◆ TEXT PROVIDED ◆

□ □ □

Monday, 15 November 2010


I attended the launch of a new eye wrinkle cream last week.     I was a good twenty five years older than most of the women in the room, all of whom were wearing black, most of whom had blond hair and no visible signs of cellulite, curve, wrinkle or need of aforementioned eye wrinkle cream. A travel journalist should never attend anything to do with beauty or skin care,or rather this one shouldn't have, as I found myself being inspected/analysed quite closely by all those I met.    What I had always hoped was a natural outdoor glow, a light tan, had suddenly turned into the skin damage, oh dear, and the crepiness, and oh no, I didn't cleanse tone and moisturise regularly and that was the reason my skin had aged so badly. I felt 102.   I did a test. I have the skin of someone marginally younger, but only marginally.   I have spent too many years on planes, baking in the sun, being outdoor in too hot or too cold climates and not taking care of my skin.    Too much coffee, not enough sleep, too much time in front of the computer squinting not wearing glasses, etc. etc.    Too much travelling, too much laughing, too much living....

Tuesday, 9 November 2010


I’ve been busy behind closed doors, stocked with black coffee and rice cakes, writing my next book, but I took a break to attend the World Travel Market yesterday, a place where tour operators, tourist boards and everyone and anyone to do with the travel industry sell and tell.   It’s more like a world cattle market on certain days and there’s a lot of non news, but it’s always fun to look at the diary on route to Excel and see that I am visiting India, California, New York and Canada all in the space of a morning.   I usually return with a few press releases but this year the ‘travel trends’ as originated by Euromonitor (I know it was Euromonitor as the presentation which lasted fifteen minutes mentioned them no less than fourteen times, sometimes three times in one sentence).  This year I sat in the audience with my friend and colleague Alistair Mckenizie who edits the very useful website and listened to where we should all be going and what we would do when we got there in 2011.    I write fictional novels and some of the stuff I heard would even stretch the imagination in even those books.     I realise that every continent needs something to say and sell but it got really stupid this year.

□ □ □

◆ TASK MATERIAL ◆
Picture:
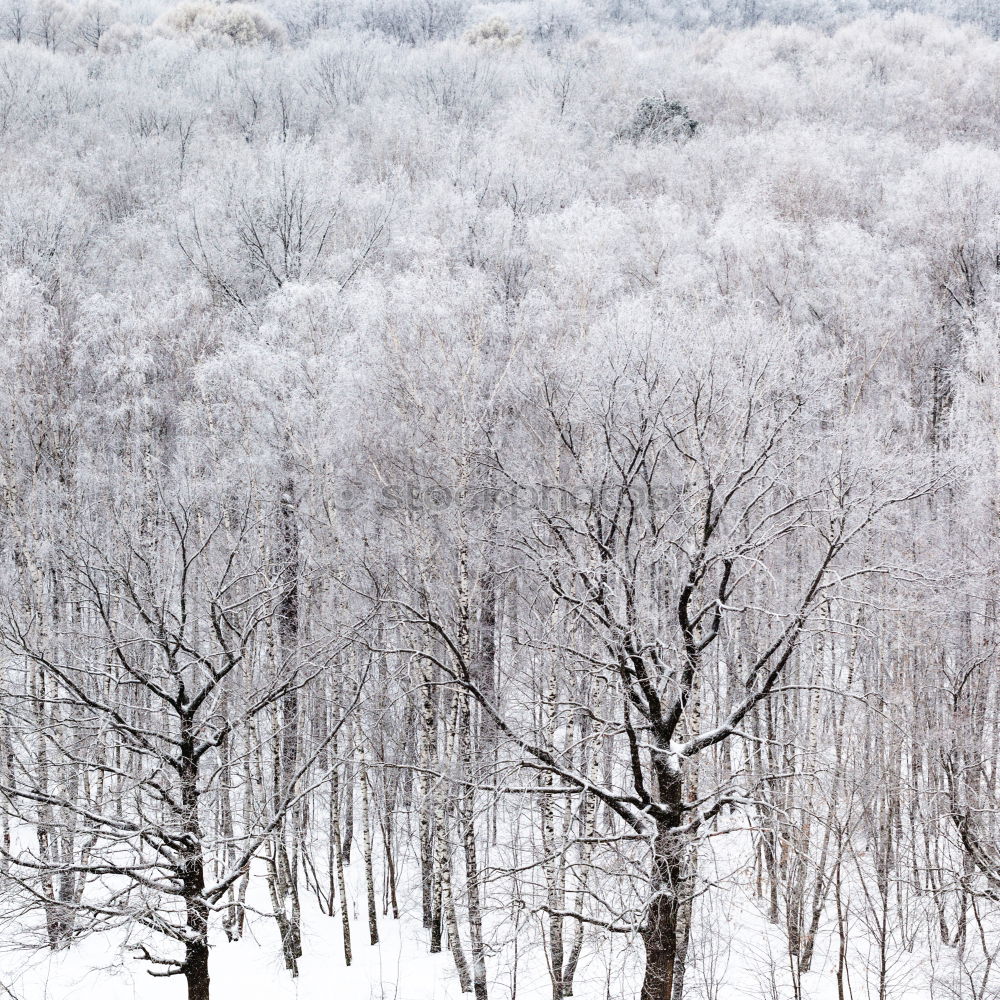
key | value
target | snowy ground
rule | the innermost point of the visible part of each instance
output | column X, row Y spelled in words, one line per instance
column 741, row 955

□ □ □

◆ EXERCISE INSTRUCTIONS ◆
**a.** In the blog entries, what was the writer stocked with while writing the next book?
**b.** Render the listing as a JSON array of strings, one string per line, with blank lines and the pictures left out.
The blog entries and the listing have nothing to do with each other.

◆ TASK ANSWERS ◆
**a.** Black coffee and rice cakes.

**b.**
[
  "Picture:",
  "key | value",
  "target | snowy ground",
  "rule | the innermost point of the visible part of each instance",
  "output | column X, row Y spelled in words, one line per instance",
  "column 741, row 955"
]